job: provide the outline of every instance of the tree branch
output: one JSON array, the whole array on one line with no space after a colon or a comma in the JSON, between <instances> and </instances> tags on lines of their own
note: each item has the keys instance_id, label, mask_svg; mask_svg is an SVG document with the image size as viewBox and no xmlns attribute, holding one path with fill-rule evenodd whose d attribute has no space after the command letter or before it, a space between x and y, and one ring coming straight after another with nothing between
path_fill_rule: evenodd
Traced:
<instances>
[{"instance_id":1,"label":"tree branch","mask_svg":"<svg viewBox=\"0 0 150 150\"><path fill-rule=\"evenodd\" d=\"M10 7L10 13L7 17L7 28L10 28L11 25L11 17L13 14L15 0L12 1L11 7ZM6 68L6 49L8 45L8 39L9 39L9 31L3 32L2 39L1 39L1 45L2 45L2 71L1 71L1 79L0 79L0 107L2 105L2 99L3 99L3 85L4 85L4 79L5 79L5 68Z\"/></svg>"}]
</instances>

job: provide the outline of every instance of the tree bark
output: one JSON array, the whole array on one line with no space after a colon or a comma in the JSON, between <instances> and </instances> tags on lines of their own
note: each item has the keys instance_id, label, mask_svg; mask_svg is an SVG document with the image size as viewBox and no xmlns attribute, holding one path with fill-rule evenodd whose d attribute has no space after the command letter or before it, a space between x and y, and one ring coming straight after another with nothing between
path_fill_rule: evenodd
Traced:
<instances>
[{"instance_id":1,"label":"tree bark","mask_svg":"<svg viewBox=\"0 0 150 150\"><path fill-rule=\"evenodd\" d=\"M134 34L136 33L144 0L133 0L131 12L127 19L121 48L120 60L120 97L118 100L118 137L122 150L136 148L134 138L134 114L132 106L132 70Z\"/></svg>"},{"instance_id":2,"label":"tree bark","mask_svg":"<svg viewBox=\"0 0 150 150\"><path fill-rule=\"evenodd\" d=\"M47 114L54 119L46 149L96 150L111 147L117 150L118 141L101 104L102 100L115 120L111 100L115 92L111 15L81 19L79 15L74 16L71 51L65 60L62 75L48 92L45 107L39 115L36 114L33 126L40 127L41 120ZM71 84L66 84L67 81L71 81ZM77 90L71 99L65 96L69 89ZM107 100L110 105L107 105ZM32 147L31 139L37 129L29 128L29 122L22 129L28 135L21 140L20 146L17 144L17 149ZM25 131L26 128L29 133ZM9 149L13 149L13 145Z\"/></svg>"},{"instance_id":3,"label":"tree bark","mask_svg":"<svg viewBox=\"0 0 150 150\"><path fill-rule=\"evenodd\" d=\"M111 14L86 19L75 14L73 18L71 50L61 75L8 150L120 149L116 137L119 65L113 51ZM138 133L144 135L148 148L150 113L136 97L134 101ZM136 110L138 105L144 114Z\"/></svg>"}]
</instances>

---------------

WHAT IS EXPECTED ->
Repeat all of the entries exactly.

REPLY TO THE EXERCISE ->
job: provide the outline of every instance of the tree branch
output: one JSON array, the whole array on one line with no space after a colon or a comma in the JSON, between <instances> and </instances> tags on lines of their own
note: each item has the keys instance_id, label, mask_svg; mask_svg is an SVG document with the image size as viewBox and no xmlns attribute, holding one path with fill-rule evenodd whose d attribute has no space after the command letter or before it, a space between x and y, and one ring coming straight after another with nothing between
path_fill_rule: evenodd
Traced:
<instances>
[{"instance_id":1,"label":"tree branch","mask_svg":"<svg viewBox=\"0 0 150 150\"><path fill-rule=\"evenodd\" d=\"M10 7L10 13L7 17L7 28L10 28L11 25L11 17L13 14L15 0L12 1L11 7ZM6 68L6 49L8 45L8 39L9 39L9 31L3 32L2 39L1 39L1 45L2 45L2 71L1 71L1 79L0 79L0 107L2 105L2 99L3 99L3 85L4 85L4 79L5 79L5 68Z\"/></svg>"}]
</instances>

job: provide the outline of every instance of the tree bark
output: one JSON array, the whole array on one line with no space after a colon or a comma in the JSON, between <instances> and </instances> tags on lines of their own
note: each item has the keys instance_id, label, mask_svg; mask_svg is an SVG document with the image size as viewBox and no xmlns attribute, holding one path with fill-rule evenodd whose d attribute has no space after the command letter or before it, a space between x and y, and one ring coming straight after another with nothing between
path_fill_rule: evenodd
Traced:
<instances>
[{"instance_id":1,"label":"tree bark","mask_svg":"<svg viewBox=\"0 0 150 150\"><path fill-rule=\"evenodd\" d=\"M134 34L136 33L144 0L133 0L131 12L127 19L121 48L120 60L120 97L118 100L118 137L122 150L136 148L134 138L134 114L132 106L132 70Z\"/></svg>"},{"instance_id":2,"label":"tree bark","mask_svg":"<svg viewBox=\"0 0 150 150\"><path fill-rule=\"evenodd\" d=\"M47 114L54 119L46 149L96 150L111 147L117 150L118 141L101 104L102 100L115 120L111 100L115 92L111 15L81 19L79 15L74 16L71 51L65 60L62 75L48 92L45 107L39 115L36 114L33 126L40 127L41 120ZM71 84L66 84L67 81L71 81ZM77 90L71 99L65 96L69 89ZM107 100L110 105L107 105ZM32 147L31 139L37 129L29 128L29 122L22 129L28 135L21 140L20 146L17 144L17 149ZM25 131L26 128L29 133ZM9 149L13 149L13 145Z\"/></svg>"},{"instance_id":3,"label":"tree bark","mask_svg":"<svg viewBox=\"0 0 150 150\"><path fill-rule=\"evenodd\" d=\"M111 14L86 19L75 14L73 18L71 50L61 75L8 150L120 149L116 137L119 65L113 51ZM138 133L144 135L148 148L150 113L136 97L134 101ZM136 110L138 105L144 114Z\"/></svg>"}]
</instances>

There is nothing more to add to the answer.